Data pulled from a collection
◇ ◇ ◇ ◇ ◇ ◇ ◇

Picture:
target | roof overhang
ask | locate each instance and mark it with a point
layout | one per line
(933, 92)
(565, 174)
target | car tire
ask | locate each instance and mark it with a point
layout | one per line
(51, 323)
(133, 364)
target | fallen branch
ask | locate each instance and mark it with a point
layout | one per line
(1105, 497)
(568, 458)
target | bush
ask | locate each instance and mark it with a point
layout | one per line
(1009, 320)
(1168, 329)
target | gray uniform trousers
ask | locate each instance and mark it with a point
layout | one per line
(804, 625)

◇ ◇ ◇ ◇ ◇ ◇ ◇

**Required work**
Copy the lines of the listing unchanged, from the line with "target | bush" through the end of the listing.

**In response**
target | bush
ask | locate each instance and mark it with a point
layout | one per line
(1009, 320)
(1168, 329)
target | gray uniform trousers
ask | locate each instance and mark it with a point
layout | one per line
(804, 625)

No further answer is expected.